- **DO THIS**
Are you able to retype all the records below exactly?

- **EXERCISE MATERIAL**
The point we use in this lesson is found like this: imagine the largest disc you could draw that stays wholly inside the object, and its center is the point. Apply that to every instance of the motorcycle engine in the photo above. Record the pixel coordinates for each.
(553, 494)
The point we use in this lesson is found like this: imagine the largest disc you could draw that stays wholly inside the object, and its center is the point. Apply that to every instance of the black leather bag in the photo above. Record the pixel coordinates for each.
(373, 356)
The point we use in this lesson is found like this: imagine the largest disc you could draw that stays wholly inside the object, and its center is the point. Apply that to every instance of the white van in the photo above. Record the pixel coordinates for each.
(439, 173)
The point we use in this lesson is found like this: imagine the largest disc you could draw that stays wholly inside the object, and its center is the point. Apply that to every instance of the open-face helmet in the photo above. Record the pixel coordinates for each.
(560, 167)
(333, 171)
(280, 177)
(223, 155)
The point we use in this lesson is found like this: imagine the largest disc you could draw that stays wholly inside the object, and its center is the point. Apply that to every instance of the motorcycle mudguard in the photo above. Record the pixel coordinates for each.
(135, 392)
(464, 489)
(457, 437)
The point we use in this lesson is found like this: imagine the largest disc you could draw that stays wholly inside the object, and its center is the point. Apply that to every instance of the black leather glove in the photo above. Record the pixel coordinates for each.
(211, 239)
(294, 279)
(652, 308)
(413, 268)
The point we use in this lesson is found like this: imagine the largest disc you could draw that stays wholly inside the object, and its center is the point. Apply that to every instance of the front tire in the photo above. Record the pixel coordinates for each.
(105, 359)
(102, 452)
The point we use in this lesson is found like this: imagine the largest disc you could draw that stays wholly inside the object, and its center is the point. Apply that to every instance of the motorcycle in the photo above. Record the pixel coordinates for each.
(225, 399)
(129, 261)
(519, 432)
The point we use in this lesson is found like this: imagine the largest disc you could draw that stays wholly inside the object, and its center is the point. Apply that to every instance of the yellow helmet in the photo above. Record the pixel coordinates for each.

- **EXERCISE RESULT**
The point we use in this lesson is found like this: imagine the largest disc you could draw that stays wholly inside the object, and its center is the point. Apply that to every instance of the motorcycle engine in the photo above. Record the pixel coordinates for each.
(553, 494)
The point we use in this lesson is found like this: imagine the largest disc you could draw that stays wholly inside the object, and its center is the point. Apply that to every instance of the black leather bag in the photo above. Record the pixel coordinates for each.
(373, 356)
The point we use in this lesson is found like this: imagine the largest disc you could draw that stays wholly inside the object, and its center is the point. Apply that to every instance of the white van in the photo above. Record the pixel coordinates for each.
(439, 173)
The point we use in this lesson is found like this: imagine the largest disc you could draw that stays wholly inside the object, and its center is the point. Apply that to every instance of the open-face helmet in the photo above. Record the pixel coordinates for each.
(560, 167)
(333, 171)
(280, 177)
(223, 155)
The point we use in this lesson is found like this: imagine the largest disc you could draw that stays wholly inside the object, and its center is the point. Apply that to every instance of the motorcycle mudguard in the photo above. Record the pixel coordinates for each.
(135, 392)
(464, 489)
(457, 437)
The point we use in this lesson is found like this: imagine the largest disc you could draw that stays wholly inside the object, and its center is the point. Apply that to every instance of the black leather glove in the photo above. Record the pixel coordinates for each.
(211, 239)
(294, 279)
(652, 308)
(413, 268)
The point we use in this lesson is found like this: imagine the largest disc you could draw that stays wholly inside the object, and its center is the point. Apply that to every instance of the front tire in the photo above. Record the pixel coordinates for each.
(105, 359)
(102, 452)
The point we use in this lesson is found like this: imagine the largest disc you could draw that stays wholly inside the object, and its center is the point. Apply that to every instance of the motorcycle in the photo above. Record the pixel coordinates for each.
(225, 399)
(129, 261)
(519, 432)
The point we use in this lesson is found like this: imagine the largest disc you could draw that stays wholly inside the object, and its center is the point. Apply that to every instance of the yellow helmet in the photo above. Record the pixel coordinates for each.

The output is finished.